__OBJECTIVE__:
Which lines in the items below contain the word "door"? Extract each of them in full.

--------------------

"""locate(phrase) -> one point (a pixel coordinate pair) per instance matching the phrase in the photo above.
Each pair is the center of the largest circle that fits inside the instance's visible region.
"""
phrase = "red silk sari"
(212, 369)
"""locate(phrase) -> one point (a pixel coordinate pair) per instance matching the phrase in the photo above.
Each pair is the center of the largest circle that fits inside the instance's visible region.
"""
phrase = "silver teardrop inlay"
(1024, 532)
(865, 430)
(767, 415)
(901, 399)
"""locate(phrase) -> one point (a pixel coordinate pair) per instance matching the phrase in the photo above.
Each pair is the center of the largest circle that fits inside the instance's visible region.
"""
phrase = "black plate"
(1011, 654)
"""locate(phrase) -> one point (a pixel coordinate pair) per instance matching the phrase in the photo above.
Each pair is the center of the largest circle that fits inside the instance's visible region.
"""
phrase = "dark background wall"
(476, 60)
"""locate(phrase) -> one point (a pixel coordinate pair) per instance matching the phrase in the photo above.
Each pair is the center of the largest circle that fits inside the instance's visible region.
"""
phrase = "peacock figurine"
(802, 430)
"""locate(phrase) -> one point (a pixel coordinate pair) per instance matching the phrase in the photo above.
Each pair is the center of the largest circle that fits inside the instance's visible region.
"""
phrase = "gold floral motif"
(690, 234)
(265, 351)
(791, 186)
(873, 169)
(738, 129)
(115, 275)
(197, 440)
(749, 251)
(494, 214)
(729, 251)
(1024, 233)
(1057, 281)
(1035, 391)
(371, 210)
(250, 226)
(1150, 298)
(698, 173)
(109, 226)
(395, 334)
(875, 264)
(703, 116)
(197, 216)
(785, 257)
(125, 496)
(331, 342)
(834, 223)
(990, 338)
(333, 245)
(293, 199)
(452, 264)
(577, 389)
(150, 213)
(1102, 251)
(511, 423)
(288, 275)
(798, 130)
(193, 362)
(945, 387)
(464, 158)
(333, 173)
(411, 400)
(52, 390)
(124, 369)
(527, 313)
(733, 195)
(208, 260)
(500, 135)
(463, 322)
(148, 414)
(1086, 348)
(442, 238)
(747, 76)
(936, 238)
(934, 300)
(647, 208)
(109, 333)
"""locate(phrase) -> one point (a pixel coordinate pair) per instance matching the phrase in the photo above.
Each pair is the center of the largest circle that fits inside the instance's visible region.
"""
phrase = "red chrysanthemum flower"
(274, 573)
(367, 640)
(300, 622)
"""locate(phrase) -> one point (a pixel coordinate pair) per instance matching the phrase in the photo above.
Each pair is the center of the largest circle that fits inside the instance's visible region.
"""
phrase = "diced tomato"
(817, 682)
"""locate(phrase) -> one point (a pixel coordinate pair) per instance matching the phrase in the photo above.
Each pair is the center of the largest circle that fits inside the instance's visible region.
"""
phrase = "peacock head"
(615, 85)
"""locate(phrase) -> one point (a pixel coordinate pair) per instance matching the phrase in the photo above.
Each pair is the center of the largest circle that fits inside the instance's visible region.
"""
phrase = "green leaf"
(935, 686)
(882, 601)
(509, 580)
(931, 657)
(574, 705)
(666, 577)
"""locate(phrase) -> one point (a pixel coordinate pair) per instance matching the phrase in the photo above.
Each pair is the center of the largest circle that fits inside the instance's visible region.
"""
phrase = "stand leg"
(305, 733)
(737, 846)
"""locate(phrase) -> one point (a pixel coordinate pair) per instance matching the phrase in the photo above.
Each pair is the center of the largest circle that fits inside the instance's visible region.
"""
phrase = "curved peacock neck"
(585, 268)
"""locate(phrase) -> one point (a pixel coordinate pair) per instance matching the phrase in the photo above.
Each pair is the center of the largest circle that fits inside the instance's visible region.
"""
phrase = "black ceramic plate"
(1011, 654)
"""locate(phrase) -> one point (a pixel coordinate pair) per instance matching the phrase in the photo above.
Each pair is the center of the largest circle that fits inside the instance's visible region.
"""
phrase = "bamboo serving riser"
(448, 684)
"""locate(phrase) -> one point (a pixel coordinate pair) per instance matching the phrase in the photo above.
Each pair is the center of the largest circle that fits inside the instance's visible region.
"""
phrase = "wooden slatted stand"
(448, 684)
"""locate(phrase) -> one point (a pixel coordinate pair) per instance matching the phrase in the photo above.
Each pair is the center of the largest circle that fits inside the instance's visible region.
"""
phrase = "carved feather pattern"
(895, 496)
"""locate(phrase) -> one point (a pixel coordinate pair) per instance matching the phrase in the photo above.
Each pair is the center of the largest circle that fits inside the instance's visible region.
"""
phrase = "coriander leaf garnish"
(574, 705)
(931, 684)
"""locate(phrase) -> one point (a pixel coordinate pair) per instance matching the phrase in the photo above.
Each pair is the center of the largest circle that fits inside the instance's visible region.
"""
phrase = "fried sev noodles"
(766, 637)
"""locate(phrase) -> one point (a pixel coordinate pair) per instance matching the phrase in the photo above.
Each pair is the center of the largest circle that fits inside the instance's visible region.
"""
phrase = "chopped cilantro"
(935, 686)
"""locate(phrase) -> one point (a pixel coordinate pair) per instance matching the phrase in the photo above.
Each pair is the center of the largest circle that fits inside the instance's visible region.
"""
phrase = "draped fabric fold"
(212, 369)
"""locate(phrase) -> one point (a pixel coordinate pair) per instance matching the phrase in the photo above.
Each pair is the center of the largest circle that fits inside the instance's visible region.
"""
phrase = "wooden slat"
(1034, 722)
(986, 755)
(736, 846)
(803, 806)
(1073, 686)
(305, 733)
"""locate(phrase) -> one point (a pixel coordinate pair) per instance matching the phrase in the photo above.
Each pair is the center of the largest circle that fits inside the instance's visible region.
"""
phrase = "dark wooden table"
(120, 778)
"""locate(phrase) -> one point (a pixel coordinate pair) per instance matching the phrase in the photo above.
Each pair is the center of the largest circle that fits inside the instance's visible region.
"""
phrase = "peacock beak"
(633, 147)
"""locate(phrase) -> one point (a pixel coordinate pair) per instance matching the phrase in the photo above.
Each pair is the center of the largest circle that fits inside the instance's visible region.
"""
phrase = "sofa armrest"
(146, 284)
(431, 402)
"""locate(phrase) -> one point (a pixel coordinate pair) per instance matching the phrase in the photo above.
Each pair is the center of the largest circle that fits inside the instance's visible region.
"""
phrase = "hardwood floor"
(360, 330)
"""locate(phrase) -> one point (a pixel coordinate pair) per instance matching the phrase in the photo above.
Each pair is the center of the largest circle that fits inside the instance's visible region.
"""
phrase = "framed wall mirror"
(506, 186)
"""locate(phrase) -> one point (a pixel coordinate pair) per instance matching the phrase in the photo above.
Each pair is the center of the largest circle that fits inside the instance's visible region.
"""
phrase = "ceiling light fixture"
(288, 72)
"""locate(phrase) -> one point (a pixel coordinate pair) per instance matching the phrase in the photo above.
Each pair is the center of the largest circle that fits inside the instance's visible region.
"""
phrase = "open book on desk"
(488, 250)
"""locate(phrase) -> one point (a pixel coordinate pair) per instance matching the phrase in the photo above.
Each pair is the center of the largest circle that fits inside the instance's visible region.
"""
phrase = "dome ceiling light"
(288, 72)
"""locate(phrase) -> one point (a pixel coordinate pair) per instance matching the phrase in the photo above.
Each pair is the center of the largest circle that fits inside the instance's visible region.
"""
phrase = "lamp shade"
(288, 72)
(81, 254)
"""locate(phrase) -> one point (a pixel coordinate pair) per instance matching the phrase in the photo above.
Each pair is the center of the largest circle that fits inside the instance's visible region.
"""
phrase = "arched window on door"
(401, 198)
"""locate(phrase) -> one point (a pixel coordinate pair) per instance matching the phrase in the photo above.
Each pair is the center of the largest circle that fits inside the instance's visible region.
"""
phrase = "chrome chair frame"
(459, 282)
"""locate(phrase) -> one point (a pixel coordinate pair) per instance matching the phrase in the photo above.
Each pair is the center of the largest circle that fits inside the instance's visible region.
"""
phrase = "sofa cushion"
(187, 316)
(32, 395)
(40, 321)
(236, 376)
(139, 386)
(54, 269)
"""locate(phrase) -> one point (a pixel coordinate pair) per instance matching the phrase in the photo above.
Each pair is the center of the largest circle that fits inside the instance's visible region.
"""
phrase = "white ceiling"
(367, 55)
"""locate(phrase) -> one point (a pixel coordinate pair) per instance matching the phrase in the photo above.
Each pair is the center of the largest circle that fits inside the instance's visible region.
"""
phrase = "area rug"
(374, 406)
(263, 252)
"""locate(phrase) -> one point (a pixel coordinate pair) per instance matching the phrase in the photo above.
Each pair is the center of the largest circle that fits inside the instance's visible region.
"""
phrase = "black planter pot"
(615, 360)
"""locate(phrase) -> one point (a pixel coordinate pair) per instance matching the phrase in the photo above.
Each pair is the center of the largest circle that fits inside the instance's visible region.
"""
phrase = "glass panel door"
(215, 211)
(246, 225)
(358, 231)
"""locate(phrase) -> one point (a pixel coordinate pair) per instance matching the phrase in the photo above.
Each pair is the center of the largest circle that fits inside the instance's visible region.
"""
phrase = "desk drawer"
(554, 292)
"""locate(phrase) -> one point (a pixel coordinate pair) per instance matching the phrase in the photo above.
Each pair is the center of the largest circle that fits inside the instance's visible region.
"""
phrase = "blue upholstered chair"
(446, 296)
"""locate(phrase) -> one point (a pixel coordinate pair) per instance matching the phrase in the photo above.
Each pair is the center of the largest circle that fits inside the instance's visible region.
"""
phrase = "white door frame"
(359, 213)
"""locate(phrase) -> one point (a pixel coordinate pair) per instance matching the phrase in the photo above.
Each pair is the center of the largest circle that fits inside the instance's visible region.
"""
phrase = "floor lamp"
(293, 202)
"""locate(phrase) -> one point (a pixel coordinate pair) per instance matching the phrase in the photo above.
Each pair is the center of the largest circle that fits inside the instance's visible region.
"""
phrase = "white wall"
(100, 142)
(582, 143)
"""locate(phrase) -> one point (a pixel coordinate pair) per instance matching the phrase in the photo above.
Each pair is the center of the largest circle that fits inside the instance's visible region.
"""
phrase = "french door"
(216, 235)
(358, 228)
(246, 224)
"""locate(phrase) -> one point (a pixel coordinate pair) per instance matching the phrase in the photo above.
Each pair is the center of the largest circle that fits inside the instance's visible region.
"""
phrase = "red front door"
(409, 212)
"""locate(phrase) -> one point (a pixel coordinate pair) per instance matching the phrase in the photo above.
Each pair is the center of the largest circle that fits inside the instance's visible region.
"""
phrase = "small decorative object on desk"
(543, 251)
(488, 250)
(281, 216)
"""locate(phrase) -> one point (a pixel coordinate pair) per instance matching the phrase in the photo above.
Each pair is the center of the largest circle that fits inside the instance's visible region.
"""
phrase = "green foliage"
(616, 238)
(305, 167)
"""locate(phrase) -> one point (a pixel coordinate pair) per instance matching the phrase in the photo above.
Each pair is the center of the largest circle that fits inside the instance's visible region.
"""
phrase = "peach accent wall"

--------------------

__REPLY TO THE TASK__:
phrase = "arched window on door"
phrase = "glass panel door"
phrase = "white door frame"
phrase = "french door"
phrase = "red front door"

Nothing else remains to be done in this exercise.